→ **EXCERPTED DATA**
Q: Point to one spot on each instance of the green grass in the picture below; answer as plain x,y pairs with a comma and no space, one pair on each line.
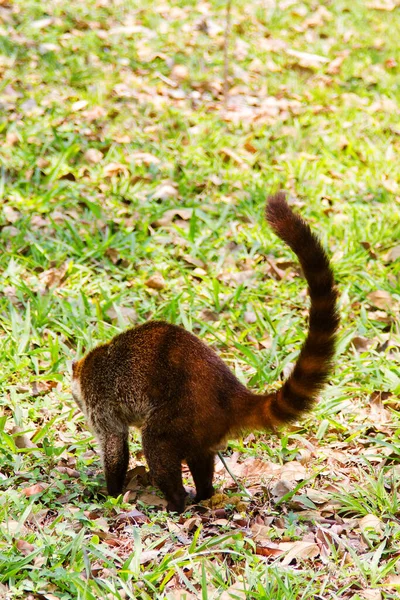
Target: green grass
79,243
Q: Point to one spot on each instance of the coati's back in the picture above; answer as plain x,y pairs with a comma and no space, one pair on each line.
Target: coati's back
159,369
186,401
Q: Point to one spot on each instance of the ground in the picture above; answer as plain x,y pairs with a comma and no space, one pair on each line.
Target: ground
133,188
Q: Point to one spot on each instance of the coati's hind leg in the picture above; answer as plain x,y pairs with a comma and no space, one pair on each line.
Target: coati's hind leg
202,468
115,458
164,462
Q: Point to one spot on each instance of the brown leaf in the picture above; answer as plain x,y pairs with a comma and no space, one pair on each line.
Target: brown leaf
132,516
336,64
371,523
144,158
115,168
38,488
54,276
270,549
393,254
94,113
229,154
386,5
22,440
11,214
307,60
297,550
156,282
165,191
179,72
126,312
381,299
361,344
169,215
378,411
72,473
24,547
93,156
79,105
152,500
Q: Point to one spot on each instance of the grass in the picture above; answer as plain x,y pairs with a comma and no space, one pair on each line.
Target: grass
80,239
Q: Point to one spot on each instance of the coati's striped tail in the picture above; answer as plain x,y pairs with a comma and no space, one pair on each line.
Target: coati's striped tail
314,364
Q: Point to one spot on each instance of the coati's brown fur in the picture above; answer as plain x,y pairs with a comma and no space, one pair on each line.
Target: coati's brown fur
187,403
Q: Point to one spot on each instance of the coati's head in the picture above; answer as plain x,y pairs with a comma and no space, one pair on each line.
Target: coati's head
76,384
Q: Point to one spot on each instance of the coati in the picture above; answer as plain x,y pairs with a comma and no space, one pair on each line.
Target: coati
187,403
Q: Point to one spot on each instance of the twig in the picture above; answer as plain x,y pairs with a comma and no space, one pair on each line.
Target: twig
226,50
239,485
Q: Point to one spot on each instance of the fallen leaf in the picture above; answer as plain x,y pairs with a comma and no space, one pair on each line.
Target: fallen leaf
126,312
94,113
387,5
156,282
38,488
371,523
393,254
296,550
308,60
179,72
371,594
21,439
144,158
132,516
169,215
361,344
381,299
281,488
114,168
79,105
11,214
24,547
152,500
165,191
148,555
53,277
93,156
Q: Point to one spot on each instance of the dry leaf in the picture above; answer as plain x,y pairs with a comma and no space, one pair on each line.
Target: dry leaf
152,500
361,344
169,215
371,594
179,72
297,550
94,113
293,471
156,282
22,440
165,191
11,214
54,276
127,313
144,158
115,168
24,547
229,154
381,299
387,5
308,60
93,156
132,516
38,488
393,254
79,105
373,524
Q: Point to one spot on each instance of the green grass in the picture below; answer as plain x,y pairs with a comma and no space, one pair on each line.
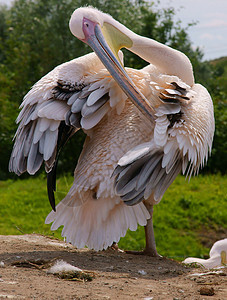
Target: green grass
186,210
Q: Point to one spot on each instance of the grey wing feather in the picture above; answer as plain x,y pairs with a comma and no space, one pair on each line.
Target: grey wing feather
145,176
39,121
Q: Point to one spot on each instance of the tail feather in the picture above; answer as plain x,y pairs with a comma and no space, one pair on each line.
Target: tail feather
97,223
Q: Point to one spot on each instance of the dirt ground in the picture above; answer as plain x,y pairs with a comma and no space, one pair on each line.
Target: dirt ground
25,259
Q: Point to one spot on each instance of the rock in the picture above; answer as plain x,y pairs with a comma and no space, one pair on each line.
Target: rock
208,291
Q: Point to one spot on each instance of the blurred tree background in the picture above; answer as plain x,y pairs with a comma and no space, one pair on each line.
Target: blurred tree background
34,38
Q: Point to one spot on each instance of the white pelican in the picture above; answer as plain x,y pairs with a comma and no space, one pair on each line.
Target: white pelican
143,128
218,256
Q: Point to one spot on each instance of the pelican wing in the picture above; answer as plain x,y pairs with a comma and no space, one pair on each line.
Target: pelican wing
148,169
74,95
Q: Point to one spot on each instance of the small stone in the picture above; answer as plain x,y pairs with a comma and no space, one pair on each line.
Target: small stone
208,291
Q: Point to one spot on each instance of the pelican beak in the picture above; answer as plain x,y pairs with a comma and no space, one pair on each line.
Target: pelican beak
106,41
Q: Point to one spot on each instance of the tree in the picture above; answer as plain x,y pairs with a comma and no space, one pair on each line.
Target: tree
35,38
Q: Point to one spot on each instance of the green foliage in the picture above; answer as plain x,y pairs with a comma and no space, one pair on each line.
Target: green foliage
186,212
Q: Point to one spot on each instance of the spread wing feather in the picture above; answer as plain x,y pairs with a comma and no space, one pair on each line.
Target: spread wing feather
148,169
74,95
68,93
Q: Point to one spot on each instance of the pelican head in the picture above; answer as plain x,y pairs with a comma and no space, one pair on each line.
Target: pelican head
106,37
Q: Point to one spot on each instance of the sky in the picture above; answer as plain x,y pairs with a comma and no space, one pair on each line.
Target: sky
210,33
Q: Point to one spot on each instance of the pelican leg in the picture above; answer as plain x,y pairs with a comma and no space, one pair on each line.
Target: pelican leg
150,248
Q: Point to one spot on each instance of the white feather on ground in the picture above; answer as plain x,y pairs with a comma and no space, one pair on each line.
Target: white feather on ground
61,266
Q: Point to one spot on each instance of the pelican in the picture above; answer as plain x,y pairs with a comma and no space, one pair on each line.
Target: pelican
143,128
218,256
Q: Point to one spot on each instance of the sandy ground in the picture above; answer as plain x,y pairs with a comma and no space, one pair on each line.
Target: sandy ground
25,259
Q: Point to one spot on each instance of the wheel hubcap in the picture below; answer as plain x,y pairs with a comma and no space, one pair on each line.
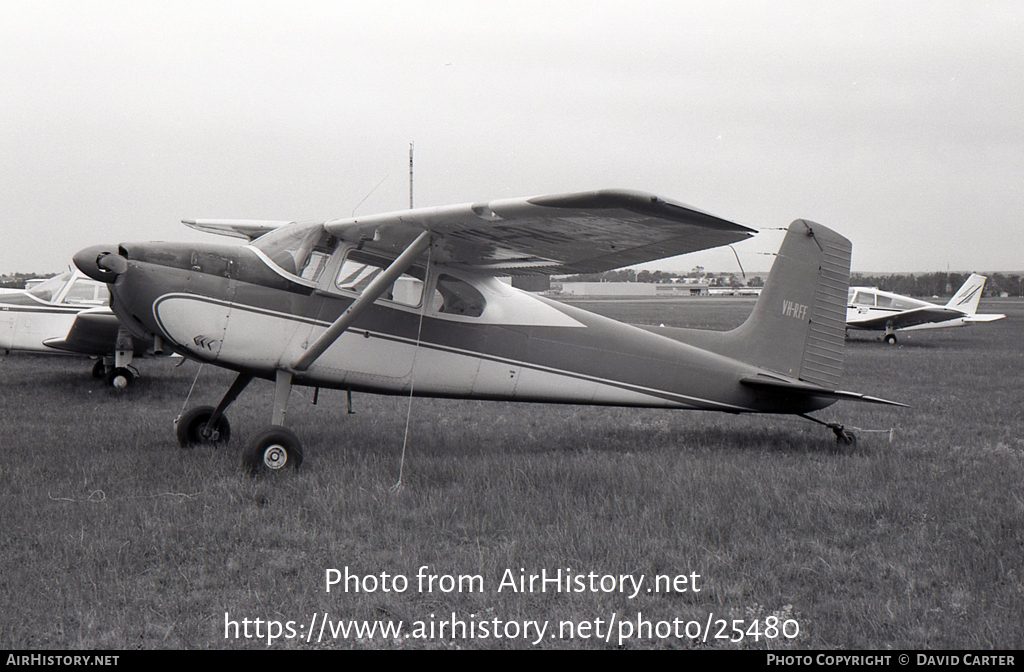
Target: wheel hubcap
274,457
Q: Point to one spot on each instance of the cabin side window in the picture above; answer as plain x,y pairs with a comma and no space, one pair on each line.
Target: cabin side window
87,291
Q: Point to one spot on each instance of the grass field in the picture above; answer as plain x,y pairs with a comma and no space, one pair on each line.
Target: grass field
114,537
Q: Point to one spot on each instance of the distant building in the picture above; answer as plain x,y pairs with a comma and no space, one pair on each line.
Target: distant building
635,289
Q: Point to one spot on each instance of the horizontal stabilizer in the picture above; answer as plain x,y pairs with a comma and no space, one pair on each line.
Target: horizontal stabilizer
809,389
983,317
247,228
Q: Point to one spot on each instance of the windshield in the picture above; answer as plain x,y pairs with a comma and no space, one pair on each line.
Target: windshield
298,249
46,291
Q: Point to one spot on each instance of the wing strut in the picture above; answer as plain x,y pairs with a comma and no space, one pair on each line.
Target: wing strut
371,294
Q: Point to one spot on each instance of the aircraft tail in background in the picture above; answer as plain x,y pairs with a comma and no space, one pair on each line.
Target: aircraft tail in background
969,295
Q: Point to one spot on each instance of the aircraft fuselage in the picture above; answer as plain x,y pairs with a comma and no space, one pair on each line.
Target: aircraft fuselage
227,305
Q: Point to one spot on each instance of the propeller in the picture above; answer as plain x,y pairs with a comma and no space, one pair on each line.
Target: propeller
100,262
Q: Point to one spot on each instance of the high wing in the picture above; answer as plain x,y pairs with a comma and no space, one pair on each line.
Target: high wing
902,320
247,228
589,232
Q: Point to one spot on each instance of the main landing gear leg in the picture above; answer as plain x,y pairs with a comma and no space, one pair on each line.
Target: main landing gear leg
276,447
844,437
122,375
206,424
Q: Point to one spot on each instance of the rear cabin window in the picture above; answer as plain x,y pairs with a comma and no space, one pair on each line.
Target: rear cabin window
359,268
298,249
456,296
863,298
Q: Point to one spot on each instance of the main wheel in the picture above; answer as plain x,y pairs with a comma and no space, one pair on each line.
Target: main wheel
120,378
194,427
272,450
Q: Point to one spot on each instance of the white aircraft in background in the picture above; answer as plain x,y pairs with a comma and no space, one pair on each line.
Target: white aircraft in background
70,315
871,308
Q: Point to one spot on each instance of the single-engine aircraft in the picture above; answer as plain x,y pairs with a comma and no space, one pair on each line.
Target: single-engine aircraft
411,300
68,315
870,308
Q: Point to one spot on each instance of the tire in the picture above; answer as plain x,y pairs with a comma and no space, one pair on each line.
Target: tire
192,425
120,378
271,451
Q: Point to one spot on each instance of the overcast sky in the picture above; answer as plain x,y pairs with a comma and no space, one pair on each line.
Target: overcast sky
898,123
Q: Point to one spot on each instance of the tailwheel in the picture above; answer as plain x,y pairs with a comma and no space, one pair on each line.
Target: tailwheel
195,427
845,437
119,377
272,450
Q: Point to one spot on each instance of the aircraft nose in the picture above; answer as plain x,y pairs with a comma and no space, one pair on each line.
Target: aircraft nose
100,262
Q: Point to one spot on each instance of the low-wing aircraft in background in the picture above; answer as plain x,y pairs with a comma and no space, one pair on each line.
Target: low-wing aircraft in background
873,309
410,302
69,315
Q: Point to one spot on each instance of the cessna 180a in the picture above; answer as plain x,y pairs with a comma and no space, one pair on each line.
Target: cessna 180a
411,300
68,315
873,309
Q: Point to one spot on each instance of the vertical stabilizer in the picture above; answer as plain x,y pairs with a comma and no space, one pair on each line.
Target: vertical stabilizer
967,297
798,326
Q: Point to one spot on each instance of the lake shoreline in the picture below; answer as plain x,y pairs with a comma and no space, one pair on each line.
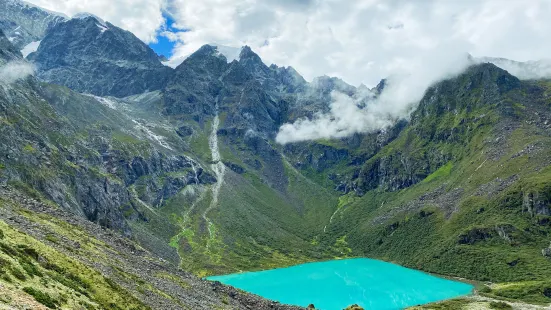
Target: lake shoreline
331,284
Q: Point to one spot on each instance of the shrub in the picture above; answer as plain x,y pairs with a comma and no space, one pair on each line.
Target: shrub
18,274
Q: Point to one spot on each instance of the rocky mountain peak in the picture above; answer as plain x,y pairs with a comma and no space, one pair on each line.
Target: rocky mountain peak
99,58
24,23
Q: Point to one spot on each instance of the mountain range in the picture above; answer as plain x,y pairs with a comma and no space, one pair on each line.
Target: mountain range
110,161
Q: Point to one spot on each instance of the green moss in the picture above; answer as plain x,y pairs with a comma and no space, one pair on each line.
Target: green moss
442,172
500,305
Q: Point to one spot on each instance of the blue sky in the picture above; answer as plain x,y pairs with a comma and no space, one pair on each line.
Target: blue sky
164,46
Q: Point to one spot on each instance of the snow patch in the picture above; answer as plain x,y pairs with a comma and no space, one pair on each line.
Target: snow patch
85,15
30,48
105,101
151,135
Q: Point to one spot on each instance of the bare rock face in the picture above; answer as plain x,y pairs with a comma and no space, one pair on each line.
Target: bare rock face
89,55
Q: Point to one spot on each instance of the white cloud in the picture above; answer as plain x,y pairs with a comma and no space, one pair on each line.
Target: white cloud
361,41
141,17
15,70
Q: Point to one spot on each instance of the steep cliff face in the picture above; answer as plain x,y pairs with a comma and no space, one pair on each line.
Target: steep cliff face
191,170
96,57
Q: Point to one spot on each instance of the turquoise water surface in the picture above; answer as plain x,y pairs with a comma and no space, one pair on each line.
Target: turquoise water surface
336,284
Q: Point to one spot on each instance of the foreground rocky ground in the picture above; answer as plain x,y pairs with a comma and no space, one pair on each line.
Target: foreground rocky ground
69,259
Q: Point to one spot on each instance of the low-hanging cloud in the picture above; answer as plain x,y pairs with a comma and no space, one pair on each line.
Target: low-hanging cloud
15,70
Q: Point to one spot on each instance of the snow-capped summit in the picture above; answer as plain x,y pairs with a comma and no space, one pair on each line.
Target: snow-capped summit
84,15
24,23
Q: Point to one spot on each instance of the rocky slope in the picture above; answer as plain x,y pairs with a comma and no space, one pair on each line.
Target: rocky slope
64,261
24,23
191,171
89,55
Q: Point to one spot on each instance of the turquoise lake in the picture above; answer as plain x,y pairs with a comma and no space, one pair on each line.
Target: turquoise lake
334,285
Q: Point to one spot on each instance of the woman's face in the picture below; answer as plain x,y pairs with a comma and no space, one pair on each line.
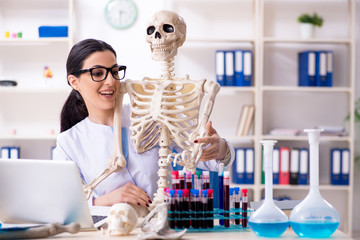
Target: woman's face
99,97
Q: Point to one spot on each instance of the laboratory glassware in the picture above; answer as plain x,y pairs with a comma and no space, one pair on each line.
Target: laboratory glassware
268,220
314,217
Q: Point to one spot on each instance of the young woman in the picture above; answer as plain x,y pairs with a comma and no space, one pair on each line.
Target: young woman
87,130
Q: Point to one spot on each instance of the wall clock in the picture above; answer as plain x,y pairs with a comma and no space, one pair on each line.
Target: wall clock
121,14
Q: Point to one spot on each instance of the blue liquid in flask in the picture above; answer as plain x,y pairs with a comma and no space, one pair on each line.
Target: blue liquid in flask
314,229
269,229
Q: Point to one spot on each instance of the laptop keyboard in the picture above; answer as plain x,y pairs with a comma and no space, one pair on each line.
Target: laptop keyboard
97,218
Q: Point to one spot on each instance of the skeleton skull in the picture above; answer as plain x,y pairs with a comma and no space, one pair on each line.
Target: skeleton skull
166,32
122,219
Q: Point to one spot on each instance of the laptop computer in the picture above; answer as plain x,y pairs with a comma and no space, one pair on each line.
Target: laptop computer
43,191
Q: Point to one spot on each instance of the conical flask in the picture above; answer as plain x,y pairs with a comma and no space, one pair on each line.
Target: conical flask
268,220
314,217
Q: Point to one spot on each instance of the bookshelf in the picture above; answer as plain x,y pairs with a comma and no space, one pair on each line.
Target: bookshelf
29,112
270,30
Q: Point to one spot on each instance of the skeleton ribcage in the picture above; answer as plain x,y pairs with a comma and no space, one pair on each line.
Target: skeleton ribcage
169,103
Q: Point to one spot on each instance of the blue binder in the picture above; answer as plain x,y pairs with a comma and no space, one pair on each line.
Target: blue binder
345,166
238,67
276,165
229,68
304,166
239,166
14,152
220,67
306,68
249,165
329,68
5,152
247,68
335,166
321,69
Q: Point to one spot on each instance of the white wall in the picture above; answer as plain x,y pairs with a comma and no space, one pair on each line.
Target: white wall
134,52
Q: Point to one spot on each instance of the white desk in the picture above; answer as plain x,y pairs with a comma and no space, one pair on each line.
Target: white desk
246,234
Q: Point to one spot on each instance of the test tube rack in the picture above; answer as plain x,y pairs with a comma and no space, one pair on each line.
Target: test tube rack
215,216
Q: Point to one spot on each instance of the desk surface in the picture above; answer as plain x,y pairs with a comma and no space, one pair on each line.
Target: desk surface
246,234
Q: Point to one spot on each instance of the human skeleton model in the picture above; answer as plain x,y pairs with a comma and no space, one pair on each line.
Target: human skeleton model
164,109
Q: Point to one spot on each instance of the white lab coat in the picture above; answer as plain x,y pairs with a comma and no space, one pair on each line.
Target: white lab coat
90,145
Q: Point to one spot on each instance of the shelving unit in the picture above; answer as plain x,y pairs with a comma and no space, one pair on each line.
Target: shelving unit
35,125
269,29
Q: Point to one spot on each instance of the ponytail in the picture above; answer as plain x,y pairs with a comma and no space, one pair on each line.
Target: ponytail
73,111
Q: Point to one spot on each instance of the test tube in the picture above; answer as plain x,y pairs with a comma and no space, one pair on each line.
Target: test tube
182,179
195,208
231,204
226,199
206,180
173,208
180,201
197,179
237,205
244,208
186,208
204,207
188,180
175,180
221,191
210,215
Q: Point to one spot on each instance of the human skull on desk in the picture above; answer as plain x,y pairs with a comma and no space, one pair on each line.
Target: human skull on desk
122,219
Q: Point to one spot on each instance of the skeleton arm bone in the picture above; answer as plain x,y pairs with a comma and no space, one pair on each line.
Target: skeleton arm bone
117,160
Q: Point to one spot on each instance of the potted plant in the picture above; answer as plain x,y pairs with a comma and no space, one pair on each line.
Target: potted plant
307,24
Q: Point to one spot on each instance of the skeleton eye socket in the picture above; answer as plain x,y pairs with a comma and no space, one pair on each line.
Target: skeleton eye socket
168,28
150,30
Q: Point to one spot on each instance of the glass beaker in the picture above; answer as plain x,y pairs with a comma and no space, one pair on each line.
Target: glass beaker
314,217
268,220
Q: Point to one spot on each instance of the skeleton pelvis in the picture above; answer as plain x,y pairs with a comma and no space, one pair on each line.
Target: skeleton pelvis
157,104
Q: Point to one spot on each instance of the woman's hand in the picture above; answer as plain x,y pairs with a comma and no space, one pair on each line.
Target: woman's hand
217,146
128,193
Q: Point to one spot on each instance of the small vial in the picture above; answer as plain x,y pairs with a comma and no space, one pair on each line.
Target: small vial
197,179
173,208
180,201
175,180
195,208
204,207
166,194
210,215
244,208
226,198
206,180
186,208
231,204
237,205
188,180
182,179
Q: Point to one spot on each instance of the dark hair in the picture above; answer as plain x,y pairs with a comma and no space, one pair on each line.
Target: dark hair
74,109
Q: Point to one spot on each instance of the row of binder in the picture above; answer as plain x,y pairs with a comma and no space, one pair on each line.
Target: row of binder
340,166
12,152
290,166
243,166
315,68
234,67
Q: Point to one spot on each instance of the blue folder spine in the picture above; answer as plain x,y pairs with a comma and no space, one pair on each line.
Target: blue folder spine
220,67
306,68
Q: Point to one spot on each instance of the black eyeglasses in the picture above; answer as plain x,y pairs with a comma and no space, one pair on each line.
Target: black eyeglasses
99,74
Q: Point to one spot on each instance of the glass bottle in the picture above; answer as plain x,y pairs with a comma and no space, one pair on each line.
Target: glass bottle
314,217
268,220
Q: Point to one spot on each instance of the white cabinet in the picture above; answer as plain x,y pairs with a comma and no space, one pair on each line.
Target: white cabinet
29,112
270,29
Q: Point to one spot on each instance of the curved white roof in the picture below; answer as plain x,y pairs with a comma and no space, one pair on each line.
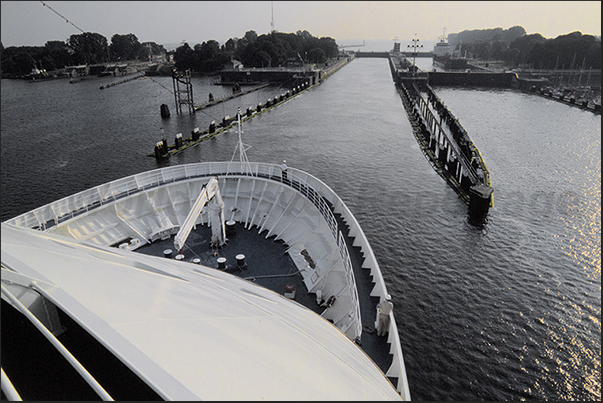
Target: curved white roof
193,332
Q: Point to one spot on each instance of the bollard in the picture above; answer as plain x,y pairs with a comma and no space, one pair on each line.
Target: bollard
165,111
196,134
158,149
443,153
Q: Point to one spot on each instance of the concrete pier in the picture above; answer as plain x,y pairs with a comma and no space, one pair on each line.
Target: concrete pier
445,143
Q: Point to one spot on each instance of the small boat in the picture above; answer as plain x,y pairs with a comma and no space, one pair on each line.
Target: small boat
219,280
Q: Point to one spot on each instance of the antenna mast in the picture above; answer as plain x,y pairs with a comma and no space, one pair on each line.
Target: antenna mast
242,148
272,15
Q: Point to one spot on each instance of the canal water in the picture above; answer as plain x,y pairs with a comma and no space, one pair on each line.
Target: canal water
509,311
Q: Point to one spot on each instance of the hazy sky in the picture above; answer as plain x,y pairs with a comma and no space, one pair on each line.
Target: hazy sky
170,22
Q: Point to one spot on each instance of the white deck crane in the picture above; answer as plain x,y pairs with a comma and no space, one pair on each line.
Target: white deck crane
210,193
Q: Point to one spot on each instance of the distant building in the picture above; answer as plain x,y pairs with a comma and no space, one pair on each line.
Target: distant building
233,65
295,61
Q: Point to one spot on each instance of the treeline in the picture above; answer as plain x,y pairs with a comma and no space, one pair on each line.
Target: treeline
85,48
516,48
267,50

→ **STATED TASK**
Extract, exactly as they appear, the lines from the one containing "the small boat" through the final line.

→ **OUTPUT OF THE TASK**
Q: Point to one spot on each instance of the small boat in the picture above; answer as plain x,y pairs with a comma and no space, one pair on each line.
Target: small boat
219,280
Q: Point to one spot on each instance of the antenna mast in the picture above; answer as plain x,y pairs with a comma and no space, one pair on each line.
Target: antenna mast
242,148
272,15
Q: Point to one spot on each instance of the canal water in the picture above; answer as plain x,y pairs with a comma and no space, one pair on each line.
Target: canal water
509,311
Q: Point to one spot on each instance of the hazy sky in the picture above; answer as plain x,y pairs with a comma and no space, one pair on each line.
Target: hazy sky
170,22
Q: Point to one spot on each instance of the white deck crane in the picture above; answer as plain x,y pairs with a comma and no space, one pair on each line.
Target: white deck crane
210,193
Q: Point to one spot on each instance of the distant building in the picture above; answer as plain x,y pairs with a comma and no space, one pair on each line.
Target: distant building
233,65
295,61
Q: Point to one spot on each instance of the treeline in the picture above; answer as plain x,y pairs with a comma and no space, one pair on each line.
Target: treeline
85,48
516,48
267,50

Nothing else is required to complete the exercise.